[Given passage]

═══

Re: [PATCH 0/4] Honor core.deltaBaseCacheLimit during index-pack

"Shawn O. Pearce" <spearce@xxxxxxxxxxx> · Tue, 15 Jul 2008 02:47:41 +0000

Nicolas Pitre <nico@xxxxxxx> wrote:
> 
> Those delta chains aren't simple chained lists.  They are trees of 
> deltas where one object might be the base for an unlimited number of 
> deltas of depth 1, and in turn each of those deltas might constitute the 
> base for an unlimited number of deltas of depth 2, and so on.
> 
> So what the code does is to find out which objects are not deltas but 
> are the base for a delta.  Then, for each of them, all deltas having 
> given object for base are found and they are recursively resolved so 
> each resolved delta is then considered a possible base for more deltas, 
> etc.  In other words, those deltas are resolved by walking the delta 
> tree in a "depth first" fashion.
> 
> If we discard previous delta bases, we will have to recreate them each 
> time a delta sibling is processed.  And if those delta bases are 
> themselves deltas then you have an explosion of delta results to 
> re-compute.

Yes, it would be horrible if we had to recompute 10 deltas in order
to recover a previously discarded delta base in order to visit new
siblings.

But its even more horrible that we use 512M of memory in our working
set size on a 256M machine to process a pack that is only 300M in
size, due to long delta chains on large objects.  In such a case
the system will swap and perform fairly poorly due to the huge disk
IO necessary to keep moving the working set around.

We're better off keeping our memory usage low and recomputing
the delta base when we need to return to it to process a sibling.

═══

[Items for identifying locations]
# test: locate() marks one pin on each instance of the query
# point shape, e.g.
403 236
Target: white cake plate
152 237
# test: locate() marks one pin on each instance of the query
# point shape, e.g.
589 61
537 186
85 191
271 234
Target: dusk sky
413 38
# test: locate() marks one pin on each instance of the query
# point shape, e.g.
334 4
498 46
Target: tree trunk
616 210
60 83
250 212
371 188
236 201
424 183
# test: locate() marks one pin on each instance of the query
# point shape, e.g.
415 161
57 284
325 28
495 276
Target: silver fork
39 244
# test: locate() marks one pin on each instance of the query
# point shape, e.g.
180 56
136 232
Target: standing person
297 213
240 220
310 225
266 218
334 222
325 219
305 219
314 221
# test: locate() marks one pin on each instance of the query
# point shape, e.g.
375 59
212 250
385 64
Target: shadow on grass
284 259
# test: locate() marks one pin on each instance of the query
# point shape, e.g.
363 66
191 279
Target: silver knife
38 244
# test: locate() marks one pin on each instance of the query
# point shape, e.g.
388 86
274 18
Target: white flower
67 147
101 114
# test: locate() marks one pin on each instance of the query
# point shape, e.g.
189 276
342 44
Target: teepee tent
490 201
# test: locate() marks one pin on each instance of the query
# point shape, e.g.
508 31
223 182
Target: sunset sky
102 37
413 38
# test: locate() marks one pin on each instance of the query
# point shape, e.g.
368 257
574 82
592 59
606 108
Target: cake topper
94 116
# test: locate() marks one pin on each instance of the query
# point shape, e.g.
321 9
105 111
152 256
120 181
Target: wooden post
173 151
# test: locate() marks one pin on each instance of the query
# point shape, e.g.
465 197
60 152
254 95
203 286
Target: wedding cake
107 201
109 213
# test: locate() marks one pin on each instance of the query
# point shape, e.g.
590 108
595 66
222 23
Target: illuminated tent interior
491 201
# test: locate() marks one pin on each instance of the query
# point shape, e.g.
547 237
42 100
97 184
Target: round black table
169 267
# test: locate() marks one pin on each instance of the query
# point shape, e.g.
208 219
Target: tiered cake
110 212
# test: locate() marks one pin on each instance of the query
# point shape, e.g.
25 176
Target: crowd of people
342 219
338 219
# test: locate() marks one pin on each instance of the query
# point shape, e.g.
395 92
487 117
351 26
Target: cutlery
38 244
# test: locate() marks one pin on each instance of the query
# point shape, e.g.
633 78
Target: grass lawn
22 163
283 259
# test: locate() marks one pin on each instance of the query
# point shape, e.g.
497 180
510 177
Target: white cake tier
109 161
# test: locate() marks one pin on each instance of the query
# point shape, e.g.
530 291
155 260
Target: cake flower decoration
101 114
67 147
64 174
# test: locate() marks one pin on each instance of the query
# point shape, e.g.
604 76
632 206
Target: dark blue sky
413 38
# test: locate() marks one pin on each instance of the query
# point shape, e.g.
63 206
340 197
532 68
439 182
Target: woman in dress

═══

[Tasks to complete]
1 – Can you quote the index-pack reply word for word, from the part that opens with the words containing "Yes, it would" and closes with "process a sibling."?
2 – In the index-pack reply, how much working-set memory is used on a 256M machine to process a pack of only 300M?
3 – Carry on the index-pack reply from its last sentence.
The records have nothing to do with what is asked here.

[Answers for the exercise]
1 –
Yes, it would be horrible if we had to recompute 10 deltas in order
to recover a previously discarded delta base in order to visit new
siblings.

But its even more horrible that we use 512M of memory in our working
set size on a 256M machine to process a pack that is only 300M in
size, due to long delta chains on large objects.  In such a case
the system will swap and perform fairly poorly due to the huge disk
IO necessary to keep moving the working set around.

We're better off keeping our memory usage low and recomputing
the delta base when we need to return to it to process a sibling.

2 – 512M of memory.

3 –
Please.  Remember that index-pack, unlike unpack-objects, does not
hold the unresolved deltas in memory while processing the input.
It assumes the total size of the unresolved deltas may exceed
the available memory for our working set and writes them to disk,
to be read back in later during the resolving phase.

At some point it is possible for the completely inflated delta
chain to exceed the physical memory of the system.  As soon as you
do that you are committed to some form of swapping.  We can probably
do that better from the packfile by reinflating the super compressed
deltas than letting the OS page in huge tracts of the virtual address
space off the swap device.  Plus the OS does not need to expend disk
IO to swap out the pages, we have already spent that cost when we
wrote the pack file down to disk as part of our normal operation.

I don't like adding code either.  But I think I'm right.  We really
need to not allow index-pack to create these massive working sets
and assume the operating system is going to be able to handle
it magically.  Memory is not infinite, even if the Turing machine
theory claims it is.

-- 
Shawn.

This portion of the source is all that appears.